- _WHAT YOU NEED TO DO_:
Rewrite the data below with "instance" replaced by "occurrence" everywhere, and keep everything else the same.

- _RECORDS FOR THE EXERCISE_:
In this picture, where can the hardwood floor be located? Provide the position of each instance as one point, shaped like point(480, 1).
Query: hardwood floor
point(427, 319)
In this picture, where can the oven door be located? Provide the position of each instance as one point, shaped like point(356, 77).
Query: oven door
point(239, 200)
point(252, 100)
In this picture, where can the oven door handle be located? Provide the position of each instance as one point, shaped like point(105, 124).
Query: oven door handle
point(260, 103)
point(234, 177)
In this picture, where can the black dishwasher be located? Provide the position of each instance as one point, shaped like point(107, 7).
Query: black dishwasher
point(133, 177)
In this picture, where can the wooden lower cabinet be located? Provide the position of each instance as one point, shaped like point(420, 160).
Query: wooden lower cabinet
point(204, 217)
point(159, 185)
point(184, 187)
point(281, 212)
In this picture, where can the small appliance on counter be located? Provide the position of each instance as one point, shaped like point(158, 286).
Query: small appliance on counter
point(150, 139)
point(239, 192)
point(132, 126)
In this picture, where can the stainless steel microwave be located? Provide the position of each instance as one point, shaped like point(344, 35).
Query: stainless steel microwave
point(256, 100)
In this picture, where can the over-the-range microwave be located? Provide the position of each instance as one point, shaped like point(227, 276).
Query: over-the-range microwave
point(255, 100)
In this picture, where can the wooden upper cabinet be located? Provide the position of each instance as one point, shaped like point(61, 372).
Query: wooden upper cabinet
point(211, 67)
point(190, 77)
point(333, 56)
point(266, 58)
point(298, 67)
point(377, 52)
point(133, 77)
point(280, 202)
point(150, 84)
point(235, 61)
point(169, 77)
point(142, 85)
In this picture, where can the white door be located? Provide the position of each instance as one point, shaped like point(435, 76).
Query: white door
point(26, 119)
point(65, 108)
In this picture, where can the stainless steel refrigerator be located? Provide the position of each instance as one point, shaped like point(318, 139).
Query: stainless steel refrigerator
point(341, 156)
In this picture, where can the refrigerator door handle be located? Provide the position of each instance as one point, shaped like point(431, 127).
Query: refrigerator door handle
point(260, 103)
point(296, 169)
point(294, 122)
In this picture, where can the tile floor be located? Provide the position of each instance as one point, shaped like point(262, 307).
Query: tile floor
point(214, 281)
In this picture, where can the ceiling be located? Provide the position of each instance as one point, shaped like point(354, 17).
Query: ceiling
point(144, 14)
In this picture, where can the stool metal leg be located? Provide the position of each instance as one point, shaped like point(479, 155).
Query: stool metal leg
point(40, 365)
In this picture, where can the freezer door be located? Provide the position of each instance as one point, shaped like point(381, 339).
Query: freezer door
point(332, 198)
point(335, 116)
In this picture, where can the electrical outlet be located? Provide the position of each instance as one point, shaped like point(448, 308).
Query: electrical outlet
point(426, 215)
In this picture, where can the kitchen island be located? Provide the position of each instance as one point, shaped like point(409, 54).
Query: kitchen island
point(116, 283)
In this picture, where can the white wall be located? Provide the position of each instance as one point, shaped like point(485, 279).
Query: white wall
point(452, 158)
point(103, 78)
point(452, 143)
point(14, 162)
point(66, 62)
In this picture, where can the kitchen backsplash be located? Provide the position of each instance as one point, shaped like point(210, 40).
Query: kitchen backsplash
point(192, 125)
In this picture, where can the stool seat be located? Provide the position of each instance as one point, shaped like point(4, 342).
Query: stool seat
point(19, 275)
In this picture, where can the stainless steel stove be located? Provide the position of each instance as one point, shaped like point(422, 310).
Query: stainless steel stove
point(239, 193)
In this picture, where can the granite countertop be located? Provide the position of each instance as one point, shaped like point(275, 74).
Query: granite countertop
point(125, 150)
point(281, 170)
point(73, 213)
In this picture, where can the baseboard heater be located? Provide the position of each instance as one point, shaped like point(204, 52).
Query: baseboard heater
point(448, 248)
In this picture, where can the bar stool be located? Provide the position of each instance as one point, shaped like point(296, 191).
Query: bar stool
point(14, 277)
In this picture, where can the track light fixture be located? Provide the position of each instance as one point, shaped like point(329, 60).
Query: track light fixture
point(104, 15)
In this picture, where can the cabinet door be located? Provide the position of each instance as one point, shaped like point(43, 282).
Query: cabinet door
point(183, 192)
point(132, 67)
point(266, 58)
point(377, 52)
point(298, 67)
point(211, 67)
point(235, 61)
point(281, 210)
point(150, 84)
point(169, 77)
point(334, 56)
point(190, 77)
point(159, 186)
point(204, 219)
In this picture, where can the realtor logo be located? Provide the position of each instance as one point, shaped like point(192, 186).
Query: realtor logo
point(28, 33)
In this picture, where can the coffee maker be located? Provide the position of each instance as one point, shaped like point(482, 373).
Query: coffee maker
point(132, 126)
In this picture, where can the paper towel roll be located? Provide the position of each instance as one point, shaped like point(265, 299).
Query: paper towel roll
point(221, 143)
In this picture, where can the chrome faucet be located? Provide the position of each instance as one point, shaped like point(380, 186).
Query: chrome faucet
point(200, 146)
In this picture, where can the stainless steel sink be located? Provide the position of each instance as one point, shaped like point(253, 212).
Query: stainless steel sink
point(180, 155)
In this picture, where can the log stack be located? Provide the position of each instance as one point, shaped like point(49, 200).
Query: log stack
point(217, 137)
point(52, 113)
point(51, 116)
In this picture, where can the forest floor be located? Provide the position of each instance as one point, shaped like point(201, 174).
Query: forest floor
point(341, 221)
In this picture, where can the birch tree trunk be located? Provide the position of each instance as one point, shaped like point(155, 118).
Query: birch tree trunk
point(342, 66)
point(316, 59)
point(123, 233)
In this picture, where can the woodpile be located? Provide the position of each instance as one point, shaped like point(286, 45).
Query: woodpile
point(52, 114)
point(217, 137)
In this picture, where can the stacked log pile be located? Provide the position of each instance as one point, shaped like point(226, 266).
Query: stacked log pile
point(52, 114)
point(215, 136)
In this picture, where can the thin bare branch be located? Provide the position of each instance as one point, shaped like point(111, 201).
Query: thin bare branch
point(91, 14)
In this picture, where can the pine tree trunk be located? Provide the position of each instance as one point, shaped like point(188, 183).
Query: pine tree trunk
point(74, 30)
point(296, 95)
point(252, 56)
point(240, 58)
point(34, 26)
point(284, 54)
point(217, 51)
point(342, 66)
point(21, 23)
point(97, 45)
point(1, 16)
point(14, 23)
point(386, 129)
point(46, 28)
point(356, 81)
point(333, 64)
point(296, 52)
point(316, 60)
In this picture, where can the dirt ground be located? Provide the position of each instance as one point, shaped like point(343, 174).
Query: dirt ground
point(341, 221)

- _EXERCISE OUTPUT_:
In this picture, where can the hardwood floor be located? Provide the position of each occurrence as one point, shaped like point(480, 1).
Query: hardwood floor
point(427, 319)
In this picture, where can the oven door be located? Provide the position of each occurrence as one point, shaped like point(356, 77).
Query: oven door
point(239, 200)
point(252, 100)
In this picture, where can the oven door handle be located? Provide the position of each occurrence as one point, shaped like point(105, 124).
Query: oven door handle
point(260, 103)
point(234, 177)
In this picture, where can the black dishwasher be located? Provide the position of each occurrence as one point, shaped like point(107, 7).
Query: black dishwasher
point(133, 177)
In this picture, where can the wooden lower cabinet be located? Provide the position of each occurrence as one point, shaped like point(420, 160).
Query: wooden lower cabinet
point(204, 217)
point(159, 185)
point(184, 187)
point(281, 212)
In this picture, where can the small appliance on counter be located? Provide the position of each occurrence as one point, shaped like point(158, 286).
Query: small appliance on counter
point(150, 139)
point(239, 192)
point(132, 126)
In this picture, where can the stainless steel microwave be located? Provide the position of each occurrence as one point, shaped like point(344, 35).
Query: stainless steel microwave
point(256, 100)
In this picture, where can the over-the-range microwave be located? Provide the position of each occurrence as one point, shaped like point(227, 276).
Query: over-the-range microwave
point(255, 100)
In this picture, where can the wooden upper cabinet be located? Provide the position of each occurrence as one point, shaped like point(61, 372).
Query: wooden upper cabinet
point(211, 67)
point(190, 77)
point(333, 56)
point(266, 58)
point(298, 67)
point(377, 52)
point(133, 77)
point(280, 202)
point(150, 84)
point(235, 61)
point(169, 77)
point(142, 85)
In this picture, where can the white door be located? Provide the position of each occurrence as one point, shaped like point(435, 76).
Query: white door
point(26, 119)
point(65, 108)
In this picture, where can the stainless steel refrigerator be located? Provide the position of each occurrence as one point, shaped like point(318, 139).
Query: stainless steel refrigerator
point(341, 156)
In this picture, where can the refrigerator door handle be located? Provide the position of each occurrence as one point, shaped like point(431, 127).
Query: refrigerator door handle
point(260, 103)
point(296, 169)
point(294, 122)
In this picture, where can the tile floor be located? Provide the position of each occurrence as one point, shaped like point(262, 307).
Query: tile floor
point(214, 281)
In this picture, where can the ceiling be located? Provide the position of each occurrence as one point, shaped like point(354, 17).
Query: ceiling
point(144, 14)
In this picture, where can the stool metal leg be located? Provide the position of each occurrence as one point, shaped like point(479, 155).
Query: stool metal leg
point(40, 365)
In this picture, where can the freezer door be located? Provide the position of each occurrence as one point, shaped like point(381, 339).
Query: freezer door
point(332, 198)
point(335, 116)
In this picture, where can the electrical outlet be located? Provide the position of each occurrence as one point, shaped like point(448, 308).
Query: electrical outlet
point(426, 215)
In this picture, where can the kitchen island be located? Provide the position of each occurrence as one point, shaped like point(409, 54).
Query: kitchen island
point(116, 283)
In this picture, where can the white wall be located? Provide the position of each occurrence as one point, shaped like point(485, 279).
Query: white wall
point(452, 158)
point(103, 78)
point(452, 143)
point(14, 162)
point(66, 62)
In this picture, where can the kitchen backsplash be located? Provide the position of each occurrence as one point, shaped like point(210, 40).
Query: kitchen backsplash
point(192, 125)
In this picture, where can the stool seat be located? Provide the position of each occurrence as one point, shaped like point(4, 342).
Query: stool seat
point(19, 275)
In this picture, where can the stainless steel stove be located? Provide the position of each occurrence as one point, shaped like point(422, 310).
Query: stainless steel stove
point(239, 193)
In this picture, where can the granite countertop be located? Provide the position of each occurrence as one point, shaped like point(275, 74).
Query: granite countertop
point(125, 150)
point(281, 170)
point(73, 213)
In this picture, where can the baseboard heater be located? Provide the position of each occurrence as one point, shaped like point(204, 52).
Query: baseboard heater
point(448, 248)
In this picture, where can the bar stool be located? Provide the position of each occurrence as one point, shaped like point(296, 191).
Query: bar stool
point(14, 277)
In this picture, where can the track light fixture be located? Provide the position of each occurrence as one point, shaped like point(329, 60).
Query: track light fixture
point(104, 15)
In this picture, where can the cabinet door be located? Provide the position of each occurrence as one point, shaped like point(43, 282).
Query: cabinet door
point(183, 192)
point(132, 67)
point(266, 58)
point(377, 52)
point(298, 67)
point(211, 67)
point(235, 61)
point(281, 210)
point(150, 84)
point(169, 77)
point(334, 56)
point(190, 77)
point(159, 186)
point(204, 219)
In this picture, where can the realtor logo be located? Provide the position of each occurrence as one point, shaped like point(192, 186).
Query: realtor logo
point(28, 33)
In this picture, where can the coffee maker be located? Provide the position of each occurrence as one point, shaped like point(482, 373).
Query: coffee maker
point(132, 126)
In this picture, where can the paper towel roll be located? Provide the position of each occurrence as one point, shaped like point(265, 299).
Query: paper towel roll
point(221, 143)
In this picture, where can the chrome faucet be located? Provide the position of each occurrence as one point, shaped like point(380, 186).
Query: chrome faucet
point(200, 146)
In this picture, where can the stainless steel sink be located? Provide the position of each occurrence as one point, shaped like point(253, 212).
Query: stainless steel sink
point(180, 155)
In this picture, where can the log stack be located? Provide the position of each occurrence as one point, shaped like point(49, 200).
Query: log stack
point(217, 137)
point(52, 113)
point(51, 116)
In this picture, where can the forest floor be located? Provide the position of each occurrence as one point, shaped like point(201, 174).
Query: forest floor
point(341, 221)
In this picture, where can the birch tree trunk be located? Provide the position of each occurrence as one point, shaped like point(155, 118).
Query: birch tree trunk
point(342, 66)
point(316, 59)
point(123, 233)
In this picture, where can the woodpile be located? Provide the position of each occurrence as one point, shaped like point(286, 45).
Query: woodpile
point(52, 114)
point(217, 137)
In this picture, where can the stacked log pile be located? Provide the position of each occurrence as one point, shaped like point(226, 266).
Query: stacked log pile
point(52, 114)
point(215, 136)
In this picture, where can the thin bare branch be located? Provide the position of each occurrence as one point, shaped like point(111, 201).
Query: thin bare branch
point(91, 14)
In this picture, where can the pine tree trunk be located? Provide the position of each occurrence as one point, shaped like point(188, 183).
Query: pine tree trunk
point(74, 30)
point(296, 95)
point(252, 56)
point(240, 58)
point(34, 26)
point(284, 54)
point(217, 51)
point(342, 66)
point(21, 23)
point(97, 45)
point(1, 16)
point(14, 23)
point(386, 129)
point(46, 28)
point(356, 81)
point(333, 64)
point(296, 52)
point(316, 60)
In this picture, where can the dirt ground be located? Provide the position of each occurrence as one point, shaped like point(343, 174).
Query: dirt ground
point(341, 221)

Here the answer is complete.